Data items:
▬▬▬▬▬▬▬▬▬▬

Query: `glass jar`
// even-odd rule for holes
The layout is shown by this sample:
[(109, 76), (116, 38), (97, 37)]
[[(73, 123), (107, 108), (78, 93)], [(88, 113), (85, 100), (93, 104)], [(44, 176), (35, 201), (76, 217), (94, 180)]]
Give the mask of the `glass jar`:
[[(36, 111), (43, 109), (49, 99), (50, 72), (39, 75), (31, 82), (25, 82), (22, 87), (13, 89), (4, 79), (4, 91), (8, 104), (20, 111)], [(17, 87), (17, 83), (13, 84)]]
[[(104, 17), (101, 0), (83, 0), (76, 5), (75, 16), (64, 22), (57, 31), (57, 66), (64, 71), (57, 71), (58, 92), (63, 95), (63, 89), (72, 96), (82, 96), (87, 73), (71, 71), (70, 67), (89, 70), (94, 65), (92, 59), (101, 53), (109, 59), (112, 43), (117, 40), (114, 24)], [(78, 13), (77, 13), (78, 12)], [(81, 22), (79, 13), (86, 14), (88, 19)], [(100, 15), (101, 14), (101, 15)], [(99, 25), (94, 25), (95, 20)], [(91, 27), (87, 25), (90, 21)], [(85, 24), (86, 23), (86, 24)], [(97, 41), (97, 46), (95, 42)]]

▬▬▬▬▬▬▬▬▬▬

◆ Exercise description: Copy out the whole listing, exactly as written.

◆ Task response:
Query: `glass jar`
// even-odd rule for holes
The layout is shown by this sample:
[(109, 76), (116, 38), (97, 37)]
[[(73, 123), (107, 108), (78, 93)], [(88, 113), (85, 100), (93, 104)], [(44, 176), (35, 201), (76, 217), (94, 180)]]
Give the mask of the `glass jar`:
[[(36, 111), (43, 109), (49, 99), (50, 72), (39, 75), (31, 82), (25, 82), (22, 87), (13, 89), (4, 79), (4, 91), (8, 104), (20, 111)], [(17, 87), (17, 83), (13, 84)]]
[[(104, 17), (101, 0), (83, 0), (76, 5), (75, 16), (64, 22), (57, 31), (57, 66), (64, 71), (57, 71), (58, 92), (63, 95), (63, 89), (72, 96), (82, 96), (87, 73), (71, 71), (70, 67), (89, 70), (94, 65), (92, 59), (101, 53), (109, 59), (112, 43), (117, 40), (114, 24)], [(78, 13), (77, 13), (78, 12)], [(81, 22), (79, 13), (86, 14), (88, 19)], [(100, 15), (101, 14), (101, 15)], [(99, 25), (94, 25), (95, 20)], [(91, 27), (87, 25), (90, 21)], [(85, 24), (86, 23), (86, 24)], [(97, 41), (97, 46), (95, 42)]]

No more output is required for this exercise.